■ Goal of the exercise ■
Pick out and copy every line of the data below that contains the string "clicks", treating uppercase and lowercase letters as different.
═══
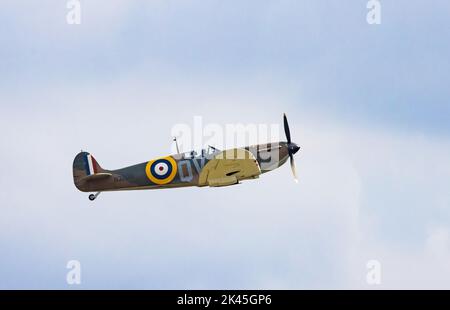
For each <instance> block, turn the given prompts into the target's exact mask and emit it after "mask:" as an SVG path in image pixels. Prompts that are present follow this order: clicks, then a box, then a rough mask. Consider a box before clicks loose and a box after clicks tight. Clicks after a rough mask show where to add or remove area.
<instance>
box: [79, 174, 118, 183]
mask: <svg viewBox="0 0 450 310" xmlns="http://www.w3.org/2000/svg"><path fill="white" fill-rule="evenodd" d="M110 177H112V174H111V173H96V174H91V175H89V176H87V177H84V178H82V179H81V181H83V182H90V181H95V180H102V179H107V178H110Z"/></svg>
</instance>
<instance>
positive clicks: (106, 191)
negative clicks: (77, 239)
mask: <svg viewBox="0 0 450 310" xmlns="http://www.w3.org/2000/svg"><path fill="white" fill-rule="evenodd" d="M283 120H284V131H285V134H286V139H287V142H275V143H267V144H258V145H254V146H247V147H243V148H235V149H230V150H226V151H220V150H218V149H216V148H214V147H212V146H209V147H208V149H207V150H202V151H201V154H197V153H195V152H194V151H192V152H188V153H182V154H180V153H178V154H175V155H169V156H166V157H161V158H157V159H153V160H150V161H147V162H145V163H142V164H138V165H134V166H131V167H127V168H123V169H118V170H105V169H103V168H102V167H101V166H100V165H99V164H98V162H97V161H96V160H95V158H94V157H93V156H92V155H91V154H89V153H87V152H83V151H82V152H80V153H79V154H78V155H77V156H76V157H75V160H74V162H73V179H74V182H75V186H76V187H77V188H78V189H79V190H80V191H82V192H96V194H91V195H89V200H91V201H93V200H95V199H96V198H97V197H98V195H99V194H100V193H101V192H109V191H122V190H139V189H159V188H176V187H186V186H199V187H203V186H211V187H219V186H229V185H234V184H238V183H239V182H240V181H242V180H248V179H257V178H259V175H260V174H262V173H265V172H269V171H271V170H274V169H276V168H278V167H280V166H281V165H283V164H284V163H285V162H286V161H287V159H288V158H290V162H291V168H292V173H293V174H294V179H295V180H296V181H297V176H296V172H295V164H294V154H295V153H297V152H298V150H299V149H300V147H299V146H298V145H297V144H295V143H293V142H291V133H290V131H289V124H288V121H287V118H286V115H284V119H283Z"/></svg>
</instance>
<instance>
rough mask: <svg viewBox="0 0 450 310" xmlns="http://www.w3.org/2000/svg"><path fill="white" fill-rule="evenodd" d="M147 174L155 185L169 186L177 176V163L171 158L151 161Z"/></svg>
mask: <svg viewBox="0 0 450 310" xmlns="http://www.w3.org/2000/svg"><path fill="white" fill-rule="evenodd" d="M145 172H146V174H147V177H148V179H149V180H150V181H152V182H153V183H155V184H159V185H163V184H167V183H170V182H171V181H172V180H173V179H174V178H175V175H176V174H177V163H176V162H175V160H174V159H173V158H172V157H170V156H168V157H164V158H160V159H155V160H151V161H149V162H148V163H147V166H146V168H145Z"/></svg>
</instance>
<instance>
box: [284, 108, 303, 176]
═══
■ Task solution ■
For each <instance> block, turn the given prompts into the target's exact mask and emit it after "mask:" as an SVG path in image pixels. Prompts that are present follow this order: clicks, then a box, then a rough mask. Consider a box before clicks loose and a box after clicks tight. Clicks after a rough mask show where to add or remove area.
positive clicks: (106, 191)
negative clicks: (77, 239)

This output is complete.